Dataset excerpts
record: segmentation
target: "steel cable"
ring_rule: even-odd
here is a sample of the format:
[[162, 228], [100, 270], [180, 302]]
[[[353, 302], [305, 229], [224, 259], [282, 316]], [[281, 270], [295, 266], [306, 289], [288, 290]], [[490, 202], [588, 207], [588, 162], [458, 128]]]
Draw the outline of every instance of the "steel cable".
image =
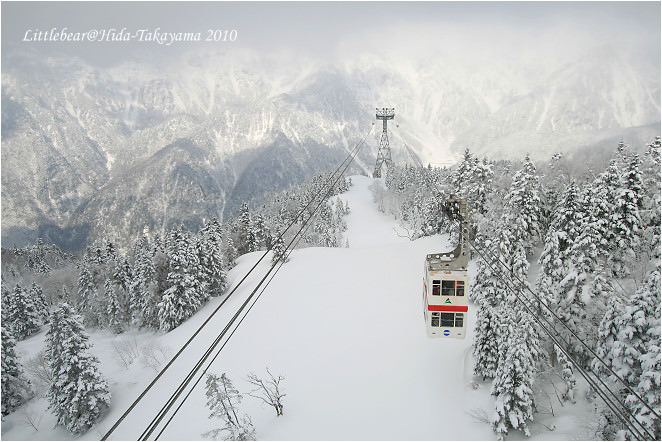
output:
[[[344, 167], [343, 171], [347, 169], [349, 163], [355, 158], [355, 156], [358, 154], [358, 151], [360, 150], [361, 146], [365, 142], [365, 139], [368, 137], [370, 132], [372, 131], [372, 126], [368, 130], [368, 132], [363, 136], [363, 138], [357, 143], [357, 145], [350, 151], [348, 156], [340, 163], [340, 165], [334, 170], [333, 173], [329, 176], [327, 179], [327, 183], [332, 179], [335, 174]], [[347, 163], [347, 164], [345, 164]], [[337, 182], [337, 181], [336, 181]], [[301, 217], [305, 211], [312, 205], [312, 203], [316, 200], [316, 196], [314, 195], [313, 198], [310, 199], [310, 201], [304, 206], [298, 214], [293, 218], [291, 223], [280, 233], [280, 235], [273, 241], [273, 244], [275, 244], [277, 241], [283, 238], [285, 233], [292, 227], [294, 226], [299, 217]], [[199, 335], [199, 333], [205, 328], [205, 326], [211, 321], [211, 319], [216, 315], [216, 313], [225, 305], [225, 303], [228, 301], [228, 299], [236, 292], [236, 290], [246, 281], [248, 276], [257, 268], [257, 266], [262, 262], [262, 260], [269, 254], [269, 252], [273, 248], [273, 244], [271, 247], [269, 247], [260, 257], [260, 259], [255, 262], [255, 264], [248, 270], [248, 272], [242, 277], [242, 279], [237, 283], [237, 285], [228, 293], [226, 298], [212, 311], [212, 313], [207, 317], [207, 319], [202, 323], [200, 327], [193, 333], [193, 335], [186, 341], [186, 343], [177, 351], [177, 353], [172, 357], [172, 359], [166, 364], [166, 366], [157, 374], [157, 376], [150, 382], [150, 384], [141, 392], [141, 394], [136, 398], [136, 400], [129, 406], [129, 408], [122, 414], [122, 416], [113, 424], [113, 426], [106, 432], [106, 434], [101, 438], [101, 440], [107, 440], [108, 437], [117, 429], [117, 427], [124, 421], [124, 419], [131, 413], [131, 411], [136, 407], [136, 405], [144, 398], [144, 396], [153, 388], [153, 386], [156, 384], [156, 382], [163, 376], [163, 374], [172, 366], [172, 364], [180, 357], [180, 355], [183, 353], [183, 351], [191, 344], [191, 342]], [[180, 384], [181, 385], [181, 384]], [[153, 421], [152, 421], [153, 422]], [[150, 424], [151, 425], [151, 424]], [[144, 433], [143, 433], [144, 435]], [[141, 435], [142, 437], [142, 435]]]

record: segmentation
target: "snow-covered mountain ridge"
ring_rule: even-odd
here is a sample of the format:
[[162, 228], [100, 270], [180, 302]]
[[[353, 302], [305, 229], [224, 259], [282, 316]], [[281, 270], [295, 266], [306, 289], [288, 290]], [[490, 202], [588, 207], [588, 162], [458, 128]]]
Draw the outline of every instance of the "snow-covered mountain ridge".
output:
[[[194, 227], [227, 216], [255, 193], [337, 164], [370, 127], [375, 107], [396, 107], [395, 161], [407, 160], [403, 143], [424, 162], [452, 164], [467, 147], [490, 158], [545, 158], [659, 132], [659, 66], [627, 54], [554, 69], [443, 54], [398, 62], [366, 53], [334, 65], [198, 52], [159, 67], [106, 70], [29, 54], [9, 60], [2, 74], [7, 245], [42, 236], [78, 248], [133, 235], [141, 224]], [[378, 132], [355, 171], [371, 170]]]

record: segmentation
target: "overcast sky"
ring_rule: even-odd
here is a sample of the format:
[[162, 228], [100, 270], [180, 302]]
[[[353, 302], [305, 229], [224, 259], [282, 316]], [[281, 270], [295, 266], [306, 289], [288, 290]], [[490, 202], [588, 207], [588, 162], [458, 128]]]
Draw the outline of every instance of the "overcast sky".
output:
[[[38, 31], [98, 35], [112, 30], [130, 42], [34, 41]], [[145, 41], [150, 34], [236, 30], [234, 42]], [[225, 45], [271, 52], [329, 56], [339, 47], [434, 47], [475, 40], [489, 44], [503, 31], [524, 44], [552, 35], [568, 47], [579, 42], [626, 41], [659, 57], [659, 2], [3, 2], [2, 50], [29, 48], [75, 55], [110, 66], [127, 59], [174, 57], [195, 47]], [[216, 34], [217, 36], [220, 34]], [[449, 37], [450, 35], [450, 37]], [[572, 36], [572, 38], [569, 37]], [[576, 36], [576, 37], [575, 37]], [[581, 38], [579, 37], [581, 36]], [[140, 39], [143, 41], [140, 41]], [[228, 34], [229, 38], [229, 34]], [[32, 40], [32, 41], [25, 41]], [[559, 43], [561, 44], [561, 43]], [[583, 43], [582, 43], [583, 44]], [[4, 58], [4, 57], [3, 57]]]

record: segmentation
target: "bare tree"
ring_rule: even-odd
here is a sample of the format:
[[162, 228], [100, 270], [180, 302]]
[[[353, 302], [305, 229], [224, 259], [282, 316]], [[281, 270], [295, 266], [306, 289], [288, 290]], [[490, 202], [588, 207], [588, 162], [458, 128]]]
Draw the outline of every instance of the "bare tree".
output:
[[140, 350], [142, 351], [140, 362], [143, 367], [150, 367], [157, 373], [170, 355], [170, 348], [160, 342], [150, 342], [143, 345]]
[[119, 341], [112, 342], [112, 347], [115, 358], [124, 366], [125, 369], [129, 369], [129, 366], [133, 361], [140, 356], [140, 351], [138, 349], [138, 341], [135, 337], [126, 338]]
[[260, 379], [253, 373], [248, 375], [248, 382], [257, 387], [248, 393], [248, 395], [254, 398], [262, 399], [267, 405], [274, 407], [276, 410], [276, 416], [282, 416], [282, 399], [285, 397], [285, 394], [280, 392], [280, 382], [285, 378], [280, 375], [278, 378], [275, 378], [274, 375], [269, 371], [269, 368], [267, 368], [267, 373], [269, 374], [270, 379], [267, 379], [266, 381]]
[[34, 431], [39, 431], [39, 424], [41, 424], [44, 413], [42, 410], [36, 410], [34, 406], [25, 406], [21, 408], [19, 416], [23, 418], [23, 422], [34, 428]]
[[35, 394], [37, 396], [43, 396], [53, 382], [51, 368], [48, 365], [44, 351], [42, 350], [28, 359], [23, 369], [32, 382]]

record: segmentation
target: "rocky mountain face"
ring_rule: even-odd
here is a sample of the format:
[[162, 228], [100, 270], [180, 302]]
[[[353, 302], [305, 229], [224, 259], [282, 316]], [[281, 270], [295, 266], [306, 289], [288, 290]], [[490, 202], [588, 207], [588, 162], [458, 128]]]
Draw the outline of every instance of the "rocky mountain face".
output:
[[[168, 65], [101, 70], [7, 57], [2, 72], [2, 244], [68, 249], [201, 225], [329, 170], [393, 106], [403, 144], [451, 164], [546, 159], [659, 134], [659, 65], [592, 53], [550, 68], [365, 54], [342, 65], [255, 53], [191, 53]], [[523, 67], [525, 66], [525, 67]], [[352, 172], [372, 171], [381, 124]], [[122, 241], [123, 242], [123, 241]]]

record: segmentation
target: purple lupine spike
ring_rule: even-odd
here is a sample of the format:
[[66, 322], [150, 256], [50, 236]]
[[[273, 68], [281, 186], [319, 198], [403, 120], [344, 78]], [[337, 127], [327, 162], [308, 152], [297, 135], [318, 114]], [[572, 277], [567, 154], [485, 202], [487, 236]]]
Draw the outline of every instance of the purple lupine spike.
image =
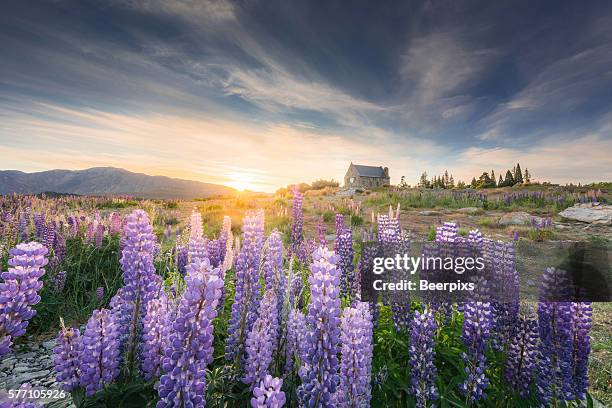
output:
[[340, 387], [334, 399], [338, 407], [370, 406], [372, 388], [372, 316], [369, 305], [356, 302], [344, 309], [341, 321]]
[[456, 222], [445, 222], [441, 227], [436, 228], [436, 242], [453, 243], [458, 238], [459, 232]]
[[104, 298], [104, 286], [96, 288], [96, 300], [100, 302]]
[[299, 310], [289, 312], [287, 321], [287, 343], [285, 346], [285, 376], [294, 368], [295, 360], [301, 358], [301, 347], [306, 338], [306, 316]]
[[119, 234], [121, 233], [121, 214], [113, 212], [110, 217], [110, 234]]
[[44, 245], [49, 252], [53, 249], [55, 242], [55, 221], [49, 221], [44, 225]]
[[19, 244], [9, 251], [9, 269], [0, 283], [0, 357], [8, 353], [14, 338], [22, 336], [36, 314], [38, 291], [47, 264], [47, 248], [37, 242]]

**Task requirements**
Work out how many lines above contain "face"; write only the number.

**Problem solution**
2